#### GIVEN EXERCISE
State how many lines of the listing below contain the string "knife", with case counting, and reply with the number alone.
◇ ◇ ◇ ◇
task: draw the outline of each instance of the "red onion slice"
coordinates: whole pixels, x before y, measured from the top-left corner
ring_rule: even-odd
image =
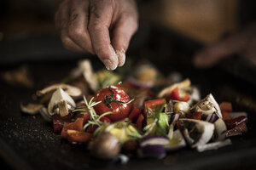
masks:
[[[154,157],[161,159],[166,156],[166,149],[161,144],[146,145],[138,150],[140,157]]]

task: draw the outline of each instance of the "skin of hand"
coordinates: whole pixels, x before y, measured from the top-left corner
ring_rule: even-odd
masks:
[[[130,40],[138,28],[134,0],[64,0],[55,26],[69,50],[96,54],[108,70],[125,62]]]
[[[235,54],[256,65],[256,23],[202,49],[194,56],[193,62],[198,68],[211,67]]]

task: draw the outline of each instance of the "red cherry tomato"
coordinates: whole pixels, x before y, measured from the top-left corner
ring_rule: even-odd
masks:
[[[174,88],[174,90],[167,96],[168,99],[175,99],[178,101],[188,101],[189,99],[189,95],[183,91],[180,91],[178,88]]]
[[[112,114],[106,116],[111,122],[117,122],[127,117],[131,109],[130,97],[124,90],[115,86],[100,90],[96,94],[94,101],[102,101],[94,106],[98,115],[113,111]]]

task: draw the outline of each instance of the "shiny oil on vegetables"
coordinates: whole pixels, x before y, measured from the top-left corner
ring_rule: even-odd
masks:
[[[201,99],[189,79],[174,82],[148,62],[121,77],[108,71],[94,72],[90,62],[83,60],[68,84],[39,90],[39,104],[20,108],[30,115],[40,113],[52,122],[54,133],[87,144],[101,159],[120,155],[160,159],[183,147],[216,150],[247,131],[247,113],[234,112],[229,102],[218,105],[212,94]]]

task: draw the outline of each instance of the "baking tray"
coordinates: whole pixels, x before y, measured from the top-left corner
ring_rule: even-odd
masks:
[[[130,51],[128,56],[135,63],[137,58],[147,57],[164,75],[178,71],[183,77],[189,77],[203,96],[211,92],[218,102],[231,101],[235,110],[248,113],[247,133],[231,138],[232,145],[203,153],[185,148],[169,153],[162,160],[131,158],[125,165],[97,160],[90,156],[85,145],[61,139],[53,133],[51,123],[45,122],[40,116],[31,116],[20,110],[20,102],[31,101],[36,90],[65,78],[76,66],[78,59],[26,60],[1,66],[3,71],[26,64],[35,82],[32,88],[27,88],[1,81],[0,156],[3,162],[12,169],[255,169],[253,82],[230,74],[222,69],[221,65],[208,70],[195,69],[188,58],[200,44],[158,28],[150,31],[154,34],[150,33],[149,41],[140,49]],[[172,57],[174,55],[177,58]],[[55,56],[49,56],[51,57]],[[90,55],[88,58],[92,60],[96,69],[102,68],[96,58]]]

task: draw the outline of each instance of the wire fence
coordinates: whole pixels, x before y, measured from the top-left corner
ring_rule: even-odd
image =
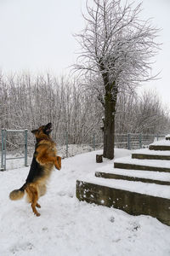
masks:
[[[0,137],[0,148],[2,148],[2,134]],[[116,133],[115,148],[127,149],[147,148],[153,142],[163,139],[164,137],[165,134]],[[82,137],[82,140],[79,139],[78,143],[74,143],[72,136],[67,131],[55,137],[54,140],[57,143],[58,152],[63,158],[103,148],[102,131],[91,132],[86,138]],[[34,144],[34,137],[28,131],[27,152],[30,156],[32,155]],[[0,150],[2,151],[2,149]],[[7,154],[23,154],[26,150],[24,134],[19,132],[8,133],[6,137],[6,150]]]

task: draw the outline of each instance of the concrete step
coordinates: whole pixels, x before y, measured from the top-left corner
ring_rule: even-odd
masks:
[[[149,160],[170,160],[170,155],[159,155],[151,154],[137,154],[133,153],[132,158],[133,159],[149,159]]]
[[[145,170],[170,172],[169,160],[137,160],[130,157],[119,158],[114,162],[115,168],[130,170]]]
[[[170,151],[170,146],[166,145],[150,145],[149,146],[150,150],[162,150],[162,151]]]
[[[96,172],[95,177],[170,185],[170,173],[167,172],[113,169],[110,172]]]
[[[150,150],[161,150],[161,151],[168,151],[170,150],[170,141],[169,140],[162,140],[153,143],[149,146]]]
[[[150,215],[170,225],[169,186],[94,177],[76,181],[76,197],[131,215]]]

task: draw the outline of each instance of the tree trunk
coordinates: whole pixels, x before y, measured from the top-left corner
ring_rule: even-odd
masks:
[[[116,102],[111,93],[105,95],[105,120],[104,120],[104,157],[114,158],[115,143],[115,111]]]

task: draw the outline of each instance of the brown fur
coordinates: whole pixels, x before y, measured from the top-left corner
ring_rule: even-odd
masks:
[[[54,166],[58,170],[61,168],[61,158],[57,155],[56,144],[49,136],[50,131],[51,123],[31,131],[36,137],[37,143],[30,172],[26,183],[9,194],[11,200],[20,200],[26,191],[28,202],[31,204],[32,211],[37,216],[40,216],[40,213],[36,207],[41,207],[37,201],[46,193],[46,184]]]

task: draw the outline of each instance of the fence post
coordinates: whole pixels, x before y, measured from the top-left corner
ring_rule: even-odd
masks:
[[[3,166],[4,166],[4,169],[3,170],[6,171],[7,130],[4,129],[3,131],[4,131],[4,137],[3,137],[3,139],[4,139],[4,141],[3,141],[3,152],[4,152],[4,154],[3,154],[3,161],[4,161]]]
[[[139,134],[139,148],[142,148],[142,134]]]
[[[131,149],[131,137],[130,133],[128,134],[128,149]]]
[[[93,148],[94,150],[95,150],[95,133],[94,133],[94,137],[93,137]]]
[[[65,143],[66,143],[66,157],[68,157],[68,150],[69,150],[69,146],[68,146],[68,131],[65,132]]]
[[[25,130],[25,166],[27,166],[27,137],[28,137],[28,130]]]
[[[1,138],[1,142],[2,142],[2,153],[1,153],[1,170],[3,171],[3,160],[4,160],[4,158],[3,158],[3,131],[4,129],[2,129],[1,131],[1,135],[2,135],[2,138]]]

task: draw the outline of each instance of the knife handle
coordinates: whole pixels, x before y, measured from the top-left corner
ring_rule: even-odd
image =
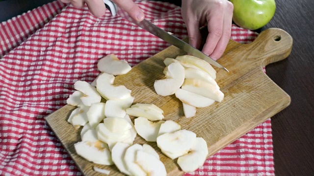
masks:
[[[117,5],[109,0],[103,0],[104,3],[106,5],[106,8],[109,10],[111,13],[111,15],[115,16],[117,14]]]

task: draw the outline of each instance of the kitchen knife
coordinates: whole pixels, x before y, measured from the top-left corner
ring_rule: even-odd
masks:
[[[177,47],[199,58],[203,59],[208,63],[218,68],[223,68],[225,70],[229,72],[227,68],[221,66],[210,57],[207,56],[202,51],[192,46],[189,44],[181,40],[180,39],[171,35],[163,29],[153,24],[146,20],[143,20],[140,22],[133,20],[130,15],[121,8],[119,8],[116,4],[109,0],[103,0],[106,4],[106,7],[108,9],[111,15],[115,16],[118,15],[122,18],[130,21],[130,22],[141,27],[143,29],[149,32],[151,34],[159,37],[168,43],[177,46]]]

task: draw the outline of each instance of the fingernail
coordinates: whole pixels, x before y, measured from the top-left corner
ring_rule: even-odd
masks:
[[[144,14],[142,12],[138,12],[136,13],[136,18],[139,21],[144,20]]]

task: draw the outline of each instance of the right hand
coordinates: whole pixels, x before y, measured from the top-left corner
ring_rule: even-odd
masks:
[[[103,0],[60,0],[63,3],[70,3],[74,7],[82,8],[86,3],[92,14],[97,17],[105,15],[107,9]],[[144,13],[132,0],[112,0],[123,9],[134,20],[140,22],[144,20]]]

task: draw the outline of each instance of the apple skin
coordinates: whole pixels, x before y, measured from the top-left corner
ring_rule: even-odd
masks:
[[[255,30],[272,19],[276,11],[275,0],[230,0],[234,5],[233,20],[239,26]]]

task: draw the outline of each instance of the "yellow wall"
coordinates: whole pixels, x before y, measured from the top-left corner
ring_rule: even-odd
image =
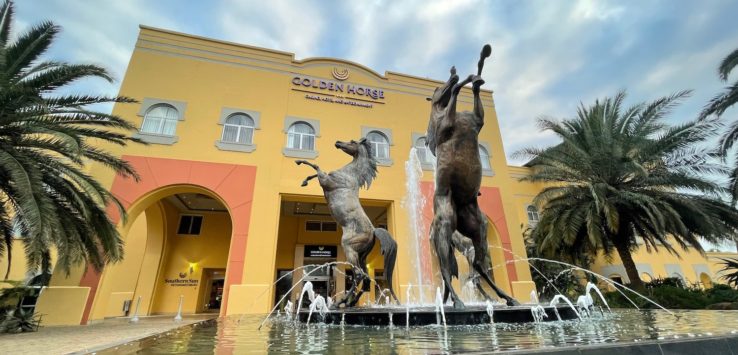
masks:
[[[533,205],[535,196],[544,189],[544,185],[540,183],[520,182],[518,179],[528,175],[530,169],[525,167],[510,167],[510,177],[516,181],[512,184],[515,191],[515,210],[518,213],[520,221],[524,221],[522,229],[528,227],[526,208]],[[639,274],[648,273],[651,278],[671,277],[675,270],[685,278],[689,284],[699,284],[700,274],[705,272],[711,279],[712,283],[724,283],[720,279],[719,260],[717,256],[736,257],[736,253],[707,253],[702,255],[694,249],[681,250],[677,247],[678,256],[669,254],[665,249],[660,248],[658,251],[649,252],[645,247],[639,248],[633,253],[633,261],[639,270]],[[602,274],[605,277],[620,276],[624,281],[628,281],[625,274],[623,263],[617,253],[613,253],[610,259],[599,255],[591,266],[591,270]],[[644,279],[645,277],[642,277]]]
[[[442,63],[449,66],[454,63]],[[462,64],[462,63],[455,63]],[[325,103],[305,98],[305,92],[294,90],[295,76],[330,80],[332,70],[348,69],[350,76],[344,82],[384,91],[383,100],[372,108]],[[460,75],[476,68],[460,68]],[[494,70],[491,64],[488,70]],[[445,78],[443,78],[445,79]],[[320,123],[315,149],[318,156],[311,160],[325,171],[335,170],[351,159],[335,149],[336,140],[358,139],[362,127],[391,130],[390,166],[379,166],[378,177],[371,189],[361,190],[362,203],[385,206],[388,209],[388,229],[399,245],[395,269],[395,288],[404,297],[404,289],[414,279],[417,267],[409,258],[410,233],[408,212],[402,206],[406,193],[404,162],[413,146],[412,135],[424,134],[430,105],[426,101],[442,82],[417,78],[405,74],[386,72],[378,74],[371,69],[340,59],[312,58],[296,60],[295,55],[217,41],[166,30],[142,27],[136,47],[121,84],[120,94],[140,102],[146,100],[173,100],[186,105],[181,112],[183,120],[177,123],[174,144],[131,145],[121,148],[103,146],[114,154],[194,160],[256,167],[254,196],[249,219],[249,231],[245,246],[243,276],[230,288],[228,313],[265,313],[271,309],[274,299],[272,283],[277,269],[295,266],[295,246],[299,244],[337,243],[335,235],[311,235],[300,226],[298,218],[282,218],[280,201],[285,196],[301,196],[301,199],[322,201],[322,191],[316,181],[308,187],[300,187],[307,176],[313,174],[306,166],[296,166],[296,158],[285,156],[285,120],[290,117],[315,120]],[[489,89],[489,85],[485,86]],[[308,89],[299,87],[298,89]],[[317,91],[317,90],[313,90]],[[349,98],[357,99],[358,97]],[[526,207],[543,189],[540,184],[519,182],[528,173],[526,168],[507,165],[502,145],[498,118],[492,91],[482,91],[485,125],[479,140],[489,147],[493,176],[484,176],[482,185],[500,191],[504,221],[495,221],[489,228],[490,245],[499,246],[499,230],[505,227],[510,234],[511,251],[524,257],[523,231],[527,227]],[[140,127],[141,104],[117,104],[113,113]],[[222,126],[218,124],[224,108],[258,112],[260,125],[254,133],[253,152],[224,151],[216,147],[221,138]],[[459,110],[472,109],[472,95],[464,88],[459,96]],[[114,175],[108,169],[89,167],[90,173],[104,186],[111,186]],[[425,171],[422,180],[430,182],[433,173]],[[197,187],[190,187],[196,189]],[[185,295],[183,310],[196,309],[198,298],[206,292],[202,281],[197,287],[173,287],[164,280],[175,278],[180,272],[200,279],[204,268],[225,268],[228,259],[231,223],[227,214],[207,215],[203,235],[199,237],[176,236],[177,212],[164,202],[156,202],[167,193],[184,191],[177,187],[147,193],[153,195],[142,201],[129,201],[132,220],[120,226],[126,241],[126,260],[109,267],[103,275],[96,293],[92,318],[120,315],[119,305],[124,299],[142,297],[142,313],[173,313],[180,295]],[[177,190],[179,189],[179,190]],[[176,191],[175,191],[176,190]],[[430,202],[428,202],[430,203]],[[138,213],[146,210],[145,215]],[[239,250],[240,251],[240,250]],[[490,249],[493,262],[504,263],[499,249]],[[340,254],[339,254],[340,255]],[[640,253],[639,253],[640,255]],[[649,262],[654,271],[662,263],[695,265],[705,263],[716,272],[714,263],[708,263],[691,254],[682,260],[668,259],[659,254],[636,256],[637,263]],[[658,259],[658,260],[657,260]],[[192,275],[189,264],[197,263]],[[382,267],[382,259],[375,250],[368,258],[370,274]],[[466,263],[460,262],[461,265]],[[604,265],[598,261],[597,265]],[[527,300],[531,287],[530,269],[524,262],[515,263],[517,280],[508,275],[506,267],[495,269],[495,279],[508,292],[514,291],[519,300]],[[690,268],[682,268],[689,279]],[[56,272],[52,285],[76,286],[84,267],[76,268],[69,277]],[[140,272],[139,272],[140,271]],[[691,274],[694,274],[692,271]],[[511,287],[512,285],[512,287]],[[514,290],[512,290],[514,288]],[[153,296],[152,296],[153,295]]]
[[[454,63],[442,65],[450,67],[451,64]],[[334,67],[349,69],[350,77],[345,83],[383,90],[385,99],[378,100],[383,103],[376,103],[372,108],[331,104],[307,100],[304,92],[292,90],[291,80],[295,75],[337,81],[331,76]],[[489,70],[494,70],[493,67],[492,65],[492,69]],[[461,69],[461,74],[475,70],[473,67]],[[296,60],[291,53],[142,27],[121,84],[120,94],[141,102],[147,98],[155,98],[186,103],[184,120],[179,121],[176,128],[178,141],[172,145],[132,145],[126,148],[105,146],[105,148],[121,155],[257,167],[256,188],[252,201],[254,208],[250,216],[243,277],[240,280],[241,285],[232,288],[235,296],[229,298],[229,313],[235,313],[245,309],[246,306],[241,304],[246,299],[257,299],[256,295],[250,294],[251,292],[261,294],[262,290],[269,288],[274,282],[276,270],[282,266],[288,267],[291,263],[290,258],[294,250],[289,250],[282,244],[287,243],[286,240],[279,238],[280,196],[310,195],[322,198],[322,191],[317,183],[313,182],[305,188],[300,187],[302,179],[312,174],[312,170],[305,166],[296,166],[294,157],[287,157],[282,153],[287,141],[284,132],[285,118],[308,118],[320,122],[319,136],[316,139],[316,150],[319,155],[313,162],[324,170],[340,168],[350,161],[350,157],[335,149],[336,140],[360,138],[362,127],[389,129],[392,132],[390,156],[393,164],[380,166],[378,177],[371,189],[362,190],[360,196],[367,201],[383,201],[385,205],[389,204],[388,229],[399,244],[395,287],[400,291],[398,295],[403,297],[403,287],[414,278],[415,268],[407,257],[408,240],[412,236],[409,235],[407,211],[401,207],[406,192],[404,161],[414,143],[411,139],[412,134],[423,134],[426,130],[430,110],[426,98],[441,84],[440,81],[393,72],[380,75],[359,64],[339,59]],[[525,255],[520,230],[521,215],[516,212],[516,191],[513,189],[515,181],[508,173],[492,92],[483,91],[482,100],[486,116],[484,128],[480,133],[480,142],[486,143],[490,148],[490,163],[494,171],[494,176],[483,177],[482,185],[499,188],[507,217],[502,223],[506,224],[505,227],[510,232],[513,252]],[[472,109],[469,88],[462,90],[458,106],[459,110]],[[222,126],[218,124],[218,120],[223,108],[245,109],[259,113],[260,127],[254,134],[253,143],[256,149],[253,152],[223,151],[215,146],[215,141],[219,140],[222,134]],[[140,126],[142,122],[142,117],[138,115],[140,109],[140,104],[119,104],[115,105],[113,113]],[[108,170],[91,168],[90,172],[104,185],[112,184],[114,176]],[[432,179],[432,172],[424,173],[423,181]],[[288,228],[284,225],[283,227]],[[173,312],[176,301],[172,299],[181,293],[175,290],[158,290],[165,275],[170,277],[168,275],[172,272],[185,269],[184,261],[177,261],[180,256],[169,253],[169,249],[173,247],[169,244],[169,237],[167,235],[168,241],[164,248],[167,254],[165,259],[168,262],[162,266],[164,271],[156,286],[157,297],[167,301],[159,301],[157,298],[157,301],[149,307],[151,312]],[[283,255],[282,250],[289,255]],[[493,251],[493,255],[495,253],[499,254],[495,258],[501,261],[501,252]],[[225,263],[226,258],[221,260]],[[376,254],[369,258],[373,268],[380,267],[378,264],[380,261],[381,258],[376,257]],[[269,268],[265,270],[265,266]],[[515,269],[519,281],[530,280],[530,271],[526,265],[517,263]],[[147,272],[154,273],[153,269],[148,269]],[[499,271],[506,272],[505,268]],[[506,276],[497,273],[495,275],[498,279],[505,279]],[[55,282],[67,282],[62,279],[55,277]],[[501,282],[500,286],[511,291],[509,282]],[[114,298],[110,299],[112,295],[98,292],[101,299],[95,299],[95,317],[109,312],[107,311],[109,303],[118,302]],[[194,309],[196,298],[194,295],[193,293],[186,296],[185,308]],[[129,294],[118,294],[114,297],[129,297]],[[271,300],[273,294],[258,298],[250,309],[255,312],[266,312],[271,308]]]
[[[26,268],[26,254],[23,250],[23,242],[21,240],[13,240],[13,251],[12,260],[10,265],[10,274],[8,274],[8,280],[10,281],[25,281],[27,278]],[[8,270],[8,254],[5,254],[0,258],[0,275],[5,276]],[[2,282],[0,278],[0,288],[9,287],[11,285]]]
◇ ◇ ◇ ◇
#### ANSWER TO THIS EXERCISE
2